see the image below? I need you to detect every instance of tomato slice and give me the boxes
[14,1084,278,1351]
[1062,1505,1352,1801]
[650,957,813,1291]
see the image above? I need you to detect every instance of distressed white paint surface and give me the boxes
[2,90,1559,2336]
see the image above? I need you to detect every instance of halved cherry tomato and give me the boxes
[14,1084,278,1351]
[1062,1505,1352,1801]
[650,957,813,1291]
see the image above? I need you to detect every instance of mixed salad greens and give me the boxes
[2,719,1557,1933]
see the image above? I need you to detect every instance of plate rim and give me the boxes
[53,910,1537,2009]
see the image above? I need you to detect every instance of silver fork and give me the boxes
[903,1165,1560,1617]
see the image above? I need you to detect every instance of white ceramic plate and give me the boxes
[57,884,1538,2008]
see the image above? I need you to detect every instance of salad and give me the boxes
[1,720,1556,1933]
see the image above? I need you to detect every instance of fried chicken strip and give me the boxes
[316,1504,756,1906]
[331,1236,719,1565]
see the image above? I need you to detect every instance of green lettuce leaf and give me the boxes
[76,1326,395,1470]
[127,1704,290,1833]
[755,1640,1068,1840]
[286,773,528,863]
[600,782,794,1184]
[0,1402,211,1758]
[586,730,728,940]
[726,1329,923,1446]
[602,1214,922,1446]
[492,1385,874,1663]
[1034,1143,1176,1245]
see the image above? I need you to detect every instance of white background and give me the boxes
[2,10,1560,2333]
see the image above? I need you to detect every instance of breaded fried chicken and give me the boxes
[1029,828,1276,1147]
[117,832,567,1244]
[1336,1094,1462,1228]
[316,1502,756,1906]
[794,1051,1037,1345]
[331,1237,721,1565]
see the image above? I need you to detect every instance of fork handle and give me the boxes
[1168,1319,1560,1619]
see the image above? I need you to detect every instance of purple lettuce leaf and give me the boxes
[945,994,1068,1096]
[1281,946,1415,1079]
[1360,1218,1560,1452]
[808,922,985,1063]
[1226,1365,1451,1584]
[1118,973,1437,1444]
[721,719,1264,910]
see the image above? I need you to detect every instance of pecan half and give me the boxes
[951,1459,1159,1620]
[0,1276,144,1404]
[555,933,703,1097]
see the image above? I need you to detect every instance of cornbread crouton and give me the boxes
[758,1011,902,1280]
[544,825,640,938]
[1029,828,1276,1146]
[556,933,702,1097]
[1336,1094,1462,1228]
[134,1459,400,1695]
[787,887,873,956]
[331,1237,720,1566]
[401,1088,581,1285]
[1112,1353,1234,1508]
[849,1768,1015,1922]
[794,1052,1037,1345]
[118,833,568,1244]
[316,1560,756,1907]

• **Directions**
Retype the whole listing, matching it exactly.

• **Answer space**
see the image below? I need you to detect every instance of tomato slice and give me the boxes
[14,1084,278,1351]
[1062,1505,1352,1801]
[650,957,813,1291]
see the image above? I need you to detect every instance of distressed white paint surface and give me the boxes
[2,90,1559,2336]
see the image above? I need you to detect every instance of halved cherry tomato and give me the boxes
[14,1084,278,1351]
[1062,1505,1352,1801]
[650,957,813,1291]
see the image above? I need you to detect every instance of mixed salad greens and give me the boxes
[2,719,1557,1933]
see the image above? I need you to detect every instance of plate rim and give me the boxes
[53,910,1537,2009]
see the image above? I need you to detect every instance of silver fork and give me the boxes
[903,1165,1560,1617]
see the image above? I need you to detect every instance of white ceramic plate and give me the boxes
[57,884,1538,2008]
see the image above? I need you to detect every instance of salad and give me the boxes
[1,720,1556,1933]
see the image above? I need you to detect every instance of fried chicken strip and give me the boxes
[316,1504,756,1906]
[331,1236,719,1565]
see the image above? I need you to detect every instance of green lettuce leaf and give me the boxes
[76,1326,395,1470]
[127,1704,290,1833]
[755,1640,1068,1840]
[286,773,528,863]
[600,782,794,1184]
[0,1402,211,1758]
[586,730,728,940]
[726,1329,923,1446]
[602,1214,922,1446]
[492,1385,874,1663]
[1034,1143,1176,1245]
see the image above? I need you to detect every instance of white background and give me the boxes
[2,10,1560,2333]
see the image above? I need you to detect every instance of breaded fried chicken and give me the boxes
[1029,828,1276,1147]
[117,832,567,1244]
[1336,1094,1462,1228]
[316,1502,756,1906]
[794,1051,1037,1345]
[331,1237,721,1565]
see the image above? I need you to detect every instance of fork handle and give me the boxes
[1168,1319,1560,1619]
see the image above? I need you to detect every instance of purple lettuce leaf and give me the boxes
[945,994,1068,1096]
[1281,946,1415,1079]
[1360,1218,1560,1452]
[808,922,985,1063]
[1226,1365,1451,1584]
[1118,973,1437,1444]
[721,719,1264,910]
see the image above? I need you to detect every instance of pecan half and give me the boxes
[951,1459,1159,1620]
[0,1276,144,1404]
[555,933,703,1097]
see the image above? I need you to detect every instance of cornbread crouton and give me the boxes
[758,1011,902,1280]
[544,825,640,938]
[1029,828,1276,1146]
[556,933,702,1097]
[1336,1094,1462,1228]
[134,1459,400,1695]
[787,887,873,956]
[331,1237,720,1566]
[401,1088,581,1285]
[1112,1353,1234,1508]
[849,1768,1015,1922]
[794,1052,1037,1345]
[118,833,568,1244]
[316,1560,756,1907]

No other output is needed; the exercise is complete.